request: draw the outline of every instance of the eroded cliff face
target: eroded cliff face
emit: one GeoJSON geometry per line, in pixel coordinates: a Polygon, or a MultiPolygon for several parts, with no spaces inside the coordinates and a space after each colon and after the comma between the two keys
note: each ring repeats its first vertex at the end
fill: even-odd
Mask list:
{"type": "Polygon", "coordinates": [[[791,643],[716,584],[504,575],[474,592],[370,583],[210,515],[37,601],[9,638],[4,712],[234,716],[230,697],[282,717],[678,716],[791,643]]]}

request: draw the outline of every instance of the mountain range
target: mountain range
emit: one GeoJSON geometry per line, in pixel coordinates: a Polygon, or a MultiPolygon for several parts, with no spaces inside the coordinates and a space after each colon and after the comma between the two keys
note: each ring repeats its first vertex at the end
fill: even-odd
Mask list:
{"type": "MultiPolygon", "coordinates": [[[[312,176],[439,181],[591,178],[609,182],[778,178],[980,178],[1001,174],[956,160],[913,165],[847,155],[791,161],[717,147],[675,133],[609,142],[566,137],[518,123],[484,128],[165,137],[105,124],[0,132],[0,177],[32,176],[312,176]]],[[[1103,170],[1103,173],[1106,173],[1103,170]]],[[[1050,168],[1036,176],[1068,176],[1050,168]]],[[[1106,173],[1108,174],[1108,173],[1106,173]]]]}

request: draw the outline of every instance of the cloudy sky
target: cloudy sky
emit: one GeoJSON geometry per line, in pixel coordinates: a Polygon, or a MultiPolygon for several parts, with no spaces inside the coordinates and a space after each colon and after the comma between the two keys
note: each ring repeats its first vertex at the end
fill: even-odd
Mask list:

* [Your objective]: Rewrite all the records above, replacing every "pixel coordinates" with "image coordinates" and leaving everything else as it is.

* [Finished task]:
request: draw the outline of every instance of the eroded cliff face
target: eroded cliff face
emit: one GeoJSON geometry per line, in image coordinates: a Polygon, or a MultiPolygon for several parts, with no spaces inside the coordinates and a space after each colon and after the comma between the two keys
note: each ring repeats its first vertex at the end
fill: even-odd
Mask list:
{"type": "Polygon", "coordinates": [[[791,643],[716,584],[504,575],[474,592],[370,583],[210,515],[37,601],[9,638],[4,712],[234,716],[230,697],[282,717],[678,716],[791,643]]]}

request: draw the outline of every instance of the mountain range
target: mountain range
emit: one GeoJSON geometry per line, in image coordinates: a Polygon, or a MultiPolygon for several parts, with no spaces inside the coordinates and a space after each colon and after the comma between the two keys
note: each ring repeats its first vertex at the end
fill: even-odd
Mask list:
{"type": "MultiPolygon", "coordinates": [[[[312,176],[439,181],[591,178],[609,182],[778,178],[980,178],[1001,174],[956,160],[913,165],[847,155],[791,161],[717,147],[675,133],[609,142],[566,137],[518,123],[484,128],[165,137],[105,124],[0,132],[0,177],[32,176],[312,176]]],[[[1103,170],[1103,173],[1106,173],[1103,170]]],[[[1050,168],[1036,176],[1068,176],[1050,168]]],[[[1106,173],[1108,174],[1108,173],[1106,173]]]]}

request: draw the outline of every instance of the cloudy sky
target: cloudy sky
emit: one GeoJSON geometry per line, in image coordinates: a Polygon, or a MultiPolygon for several parts, with no spaces inside the coordinates and a space after each colon and after the comma between the two keys
note: each ring repeats its first vertex at the end
fill: even-odd
Mask list:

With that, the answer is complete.